- DESCRIPTION OF THE TASK -
Return the full set of entries precisely. Do not carry over any pictures.

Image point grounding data
* * *

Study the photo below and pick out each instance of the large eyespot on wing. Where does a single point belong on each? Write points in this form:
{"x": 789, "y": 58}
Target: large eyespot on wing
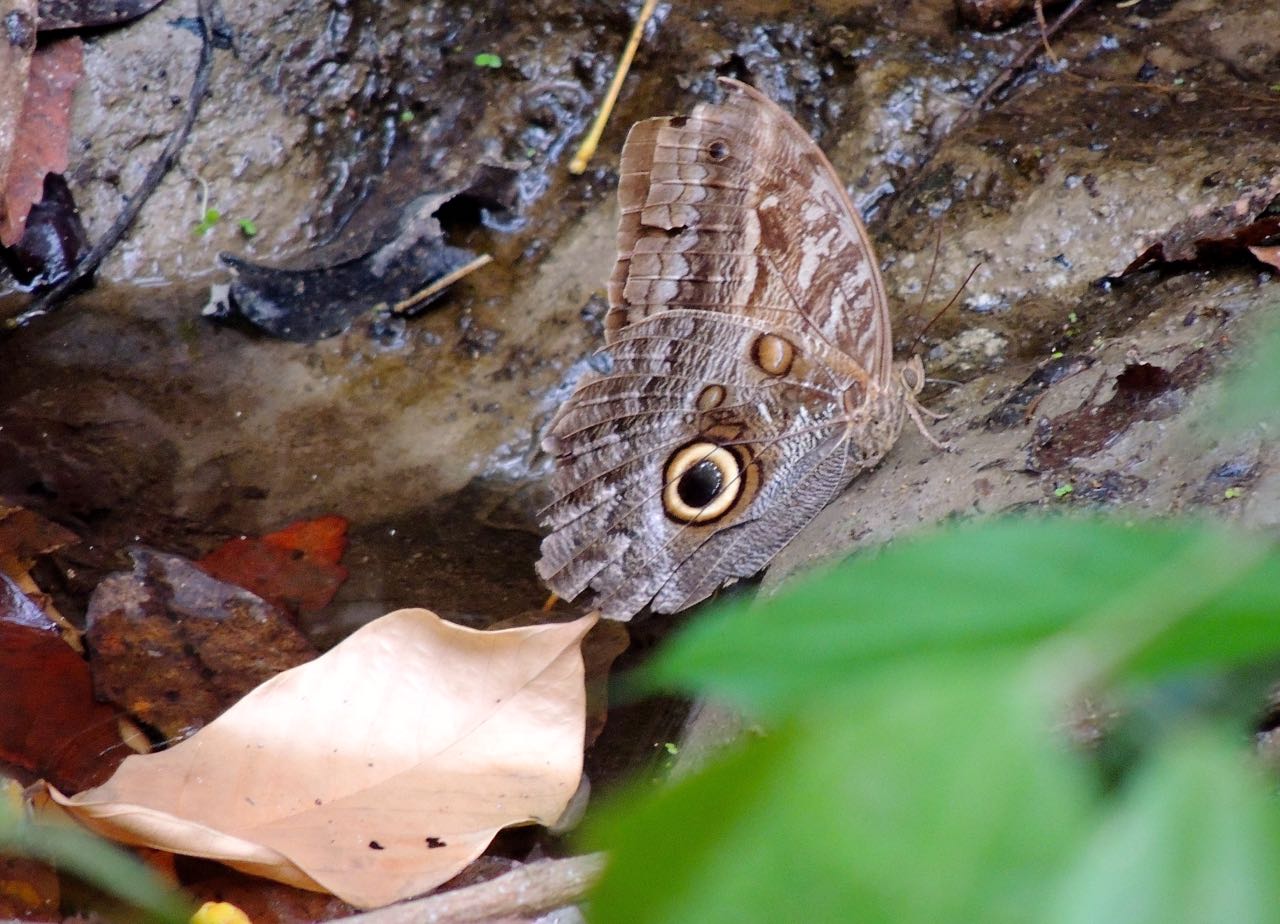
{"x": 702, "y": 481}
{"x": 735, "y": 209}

* * *

- RESULT FOR THIS EXERCISE -
Study the photo below and pick out each instance of the large eyespot on wing. Where does a single point belong on each? Write points in this form:
{"x": 789, "y": 58}
Target: large eyespot on wing
{"x": 702, "y": 481}
{"x": 735, "y": 209}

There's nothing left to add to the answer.